List each line in the data below that contains the string "bird", copying the full line. Uppercase and lowercase count as different letters.
═══ Records shown ═══
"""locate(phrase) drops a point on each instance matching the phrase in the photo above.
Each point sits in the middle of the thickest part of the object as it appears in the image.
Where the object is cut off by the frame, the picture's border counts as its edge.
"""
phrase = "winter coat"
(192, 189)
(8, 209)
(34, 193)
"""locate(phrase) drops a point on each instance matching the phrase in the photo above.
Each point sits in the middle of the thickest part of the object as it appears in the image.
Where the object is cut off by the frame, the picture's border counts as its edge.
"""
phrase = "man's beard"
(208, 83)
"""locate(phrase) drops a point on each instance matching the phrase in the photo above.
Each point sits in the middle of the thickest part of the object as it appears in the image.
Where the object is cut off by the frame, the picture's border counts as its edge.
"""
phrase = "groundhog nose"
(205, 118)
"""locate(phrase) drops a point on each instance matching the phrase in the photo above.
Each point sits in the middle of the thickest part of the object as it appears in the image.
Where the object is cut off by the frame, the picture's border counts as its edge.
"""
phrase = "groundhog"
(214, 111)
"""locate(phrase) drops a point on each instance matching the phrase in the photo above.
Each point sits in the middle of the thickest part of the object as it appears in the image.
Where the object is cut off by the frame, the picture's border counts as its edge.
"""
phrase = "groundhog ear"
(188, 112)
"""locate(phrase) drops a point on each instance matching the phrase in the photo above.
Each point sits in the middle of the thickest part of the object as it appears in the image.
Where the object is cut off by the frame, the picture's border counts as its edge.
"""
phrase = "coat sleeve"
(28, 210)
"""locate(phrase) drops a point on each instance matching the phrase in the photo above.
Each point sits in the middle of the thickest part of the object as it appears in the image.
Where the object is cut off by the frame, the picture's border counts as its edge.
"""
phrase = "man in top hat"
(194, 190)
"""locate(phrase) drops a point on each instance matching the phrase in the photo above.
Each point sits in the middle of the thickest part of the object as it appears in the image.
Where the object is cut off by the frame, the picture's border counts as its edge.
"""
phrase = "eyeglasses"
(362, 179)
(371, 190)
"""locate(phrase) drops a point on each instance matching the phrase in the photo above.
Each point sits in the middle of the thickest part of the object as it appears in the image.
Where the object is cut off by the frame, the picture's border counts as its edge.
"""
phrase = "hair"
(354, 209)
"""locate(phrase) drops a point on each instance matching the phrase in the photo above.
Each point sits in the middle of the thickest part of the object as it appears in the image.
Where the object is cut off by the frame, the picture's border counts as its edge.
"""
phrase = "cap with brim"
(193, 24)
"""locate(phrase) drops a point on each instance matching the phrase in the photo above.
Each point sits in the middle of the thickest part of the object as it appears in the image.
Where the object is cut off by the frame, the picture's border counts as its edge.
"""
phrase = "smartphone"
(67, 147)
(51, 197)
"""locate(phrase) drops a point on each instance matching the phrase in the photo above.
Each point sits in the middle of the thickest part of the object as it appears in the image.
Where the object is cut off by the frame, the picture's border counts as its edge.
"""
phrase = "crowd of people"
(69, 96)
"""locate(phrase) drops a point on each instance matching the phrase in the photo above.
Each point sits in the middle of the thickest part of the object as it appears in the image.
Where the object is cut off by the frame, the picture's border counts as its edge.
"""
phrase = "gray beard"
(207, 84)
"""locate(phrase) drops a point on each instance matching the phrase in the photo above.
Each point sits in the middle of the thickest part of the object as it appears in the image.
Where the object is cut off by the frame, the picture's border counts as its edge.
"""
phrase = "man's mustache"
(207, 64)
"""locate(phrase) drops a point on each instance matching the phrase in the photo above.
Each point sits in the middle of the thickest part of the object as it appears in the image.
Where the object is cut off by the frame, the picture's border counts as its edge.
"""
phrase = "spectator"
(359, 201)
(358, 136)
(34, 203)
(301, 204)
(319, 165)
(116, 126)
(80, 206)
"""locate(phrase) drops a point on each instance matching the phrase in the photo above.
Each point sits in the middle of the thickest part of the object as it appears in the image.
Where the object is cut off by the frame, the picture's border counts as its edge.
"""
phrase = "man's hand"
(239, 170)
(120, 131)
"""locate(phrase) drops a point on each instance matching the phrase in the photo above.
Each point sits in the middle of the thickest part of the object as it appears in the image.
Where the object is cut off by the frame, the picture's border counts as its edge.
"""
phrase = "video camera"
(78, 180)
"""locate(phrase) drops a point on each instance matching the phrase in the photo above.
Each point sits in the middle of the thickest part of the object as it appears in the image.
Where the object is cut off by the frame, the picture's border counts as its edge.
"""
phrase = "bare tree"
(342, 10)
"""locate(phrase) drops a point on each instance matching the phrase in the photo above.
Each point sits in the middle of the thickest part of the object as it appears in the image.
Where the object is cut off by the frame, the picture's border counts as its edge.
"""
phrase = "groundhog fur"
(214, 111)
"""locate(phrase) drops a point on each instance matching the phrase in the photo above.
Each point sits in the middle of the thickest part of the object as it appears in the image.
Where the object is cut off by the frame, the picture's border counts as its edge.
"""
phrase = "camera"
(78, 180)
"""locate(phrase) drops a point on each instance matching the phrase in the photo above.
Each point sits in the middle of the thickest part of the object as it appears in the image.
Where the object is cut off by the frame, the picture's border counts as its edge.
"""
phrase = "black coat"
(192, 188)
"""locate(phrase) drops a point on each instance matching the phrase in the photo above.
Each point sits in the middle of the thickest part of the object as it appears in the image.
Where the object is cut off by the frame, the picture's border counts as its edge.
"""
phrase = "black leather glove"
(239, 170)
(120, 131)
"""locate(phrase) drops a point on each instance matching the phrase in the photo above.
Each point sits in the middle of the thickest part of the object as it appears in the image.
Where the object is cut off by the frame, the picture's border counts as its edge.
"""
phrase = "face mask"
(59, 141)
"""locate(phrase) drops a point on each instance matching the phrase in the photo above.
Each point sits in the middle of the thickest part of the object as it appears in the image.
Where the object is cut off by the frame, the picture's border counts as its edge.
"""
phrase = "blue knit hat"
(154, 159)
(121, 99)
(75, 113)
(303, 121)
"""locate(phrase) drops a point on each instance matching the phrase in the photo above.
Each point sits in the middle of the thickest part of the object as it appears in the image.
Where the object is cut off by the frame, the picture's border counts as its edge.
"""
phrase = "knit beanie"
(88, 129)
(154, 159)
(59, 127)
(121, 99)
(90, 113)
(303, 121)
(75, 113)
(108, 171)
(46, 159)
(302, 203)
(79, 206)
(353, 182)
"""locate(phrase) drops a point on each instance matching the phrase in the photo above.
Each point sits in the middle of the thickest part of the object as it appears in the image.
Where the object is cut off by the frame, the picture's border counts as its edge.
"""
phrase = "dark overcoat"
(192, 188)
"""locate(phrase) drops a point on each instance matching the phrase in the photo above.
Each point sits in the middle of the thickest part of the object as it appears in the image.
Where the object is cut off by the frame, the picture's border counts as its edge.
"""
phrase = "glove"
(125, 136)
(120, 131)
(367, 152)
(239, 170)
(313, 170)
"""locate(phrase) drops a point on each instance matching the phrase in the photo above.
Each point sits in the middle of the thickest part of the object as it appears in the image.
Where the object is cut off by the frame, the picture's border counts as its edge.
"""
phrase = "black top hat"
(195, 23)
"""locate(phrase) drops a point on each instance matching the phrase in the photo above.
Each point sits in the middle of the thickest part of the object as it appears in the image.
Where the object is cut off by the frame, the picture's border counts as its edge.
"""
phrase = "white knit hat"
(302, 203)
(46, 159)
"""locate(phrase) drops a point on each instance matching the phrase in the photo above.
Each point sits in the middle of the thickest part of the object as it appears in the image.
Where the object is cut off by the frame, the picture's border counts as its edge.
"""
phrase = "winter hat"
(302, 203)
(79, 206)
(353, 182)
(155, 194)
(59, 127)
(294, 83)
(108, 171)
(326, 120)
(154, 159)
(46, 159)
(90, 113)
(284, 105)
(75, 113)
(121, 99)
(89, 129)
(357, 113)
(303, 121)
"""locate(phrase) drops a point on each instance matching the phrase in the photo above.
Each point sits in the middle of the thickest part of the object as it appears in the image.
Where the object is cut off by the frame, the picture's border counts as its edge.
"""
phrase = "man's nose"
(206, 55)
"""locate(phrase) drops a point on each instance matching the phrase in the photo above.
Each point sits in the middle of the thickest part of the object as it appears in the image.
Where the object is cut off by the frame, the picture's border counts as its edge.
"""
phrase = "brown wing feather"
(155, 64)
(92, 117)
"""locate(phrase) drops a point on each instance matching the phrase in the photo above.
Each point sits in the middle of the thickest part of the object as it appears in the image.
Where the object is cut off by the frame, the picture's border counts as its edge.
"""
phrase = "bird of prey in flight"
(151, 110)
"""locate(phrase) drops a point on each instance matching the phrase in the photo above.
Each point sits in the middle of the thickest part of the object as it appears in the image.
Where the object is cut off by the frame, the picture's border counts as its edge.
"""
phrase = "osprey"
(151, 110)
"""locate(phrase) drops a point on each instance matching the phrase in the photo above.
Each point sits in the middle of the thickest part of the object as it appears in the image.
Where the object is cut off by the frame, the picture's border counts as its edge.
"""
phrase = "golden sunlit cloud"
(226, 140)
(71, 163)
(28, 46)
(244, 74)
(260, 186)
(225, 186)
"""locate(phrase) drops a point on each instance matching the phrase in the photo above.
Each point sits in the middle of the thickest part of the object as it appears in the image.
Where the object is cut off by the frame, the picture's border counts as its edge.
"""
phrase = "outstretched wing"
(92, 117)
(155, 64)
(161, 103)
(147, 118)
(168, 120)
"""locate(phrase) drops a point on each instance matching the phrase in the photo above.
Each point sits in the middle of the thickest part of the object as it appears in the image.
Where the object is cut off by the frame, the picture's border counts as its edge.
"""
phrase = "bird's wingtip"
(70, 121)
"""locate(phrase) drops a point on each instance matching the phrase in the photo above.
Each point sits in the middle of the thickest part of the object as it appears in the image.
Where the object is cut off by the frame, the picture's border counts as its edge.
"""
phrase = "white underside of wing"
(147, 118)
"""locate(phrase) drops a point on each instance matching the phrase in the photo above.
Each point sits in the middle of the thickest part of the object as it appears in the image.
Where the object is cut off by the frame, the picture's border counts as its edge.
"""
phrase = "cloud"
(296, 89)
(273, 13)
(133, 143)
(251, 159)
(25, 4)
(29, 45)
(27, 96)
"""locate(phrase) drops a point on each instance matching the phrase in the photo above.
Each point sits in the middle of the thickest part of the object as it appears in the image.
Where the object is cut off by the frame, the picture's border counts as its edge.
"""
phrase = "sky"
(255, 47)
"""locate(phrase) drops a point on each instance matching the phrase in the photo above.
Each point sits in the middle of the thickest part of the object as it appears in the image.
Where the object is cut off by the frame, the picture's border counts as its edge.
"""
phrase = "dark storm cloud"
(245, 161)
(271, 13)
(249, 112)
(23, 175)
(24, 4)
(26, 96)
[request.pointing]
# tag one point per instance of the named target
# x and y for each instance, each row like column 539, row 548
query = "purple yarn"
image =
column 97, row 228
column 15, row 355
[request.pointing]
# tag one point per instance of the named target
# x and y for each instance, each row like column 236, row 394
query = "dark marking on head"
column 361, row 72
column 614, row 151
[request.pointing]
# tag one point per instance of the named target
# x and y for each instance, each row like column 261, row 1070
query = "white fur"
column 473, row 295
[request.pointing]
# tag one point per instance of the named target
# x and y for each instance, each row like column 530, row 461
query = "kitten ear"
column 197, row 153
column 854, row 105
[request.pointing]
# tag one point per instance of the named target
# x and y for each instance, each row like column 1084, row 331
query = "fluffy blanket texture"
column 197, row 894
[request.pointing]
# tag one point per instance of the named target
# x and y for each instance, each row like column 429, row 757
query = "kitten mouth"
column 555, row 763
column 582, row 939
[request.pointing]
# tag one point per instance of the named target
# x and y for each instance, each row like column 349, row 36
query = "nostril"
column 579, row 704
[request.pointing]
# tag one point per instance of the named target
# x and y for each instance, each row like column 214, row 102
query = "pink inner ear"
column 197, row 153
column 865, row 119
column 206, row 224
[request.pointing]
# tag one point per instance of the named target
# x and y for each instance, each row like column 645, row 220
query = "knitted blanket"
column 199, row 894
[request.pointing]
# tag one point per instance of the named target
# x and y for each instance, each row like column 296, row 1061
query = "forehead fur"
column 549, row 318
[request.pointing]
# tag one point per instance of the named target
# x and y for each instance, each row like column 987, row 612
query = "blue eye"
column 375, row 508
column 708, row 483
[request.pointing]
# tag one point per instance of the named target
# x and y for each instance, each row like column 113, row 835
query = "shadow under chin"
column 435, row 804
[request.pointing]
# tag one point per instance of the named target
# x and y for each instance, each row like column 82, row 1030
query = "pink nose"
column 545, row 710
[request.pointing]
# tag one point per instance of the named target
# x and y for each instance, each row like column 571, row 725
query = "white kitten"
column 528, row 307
═══
- [Written solution]
phrase = "bird of prey in flight"
phrase = "bird's wingtip"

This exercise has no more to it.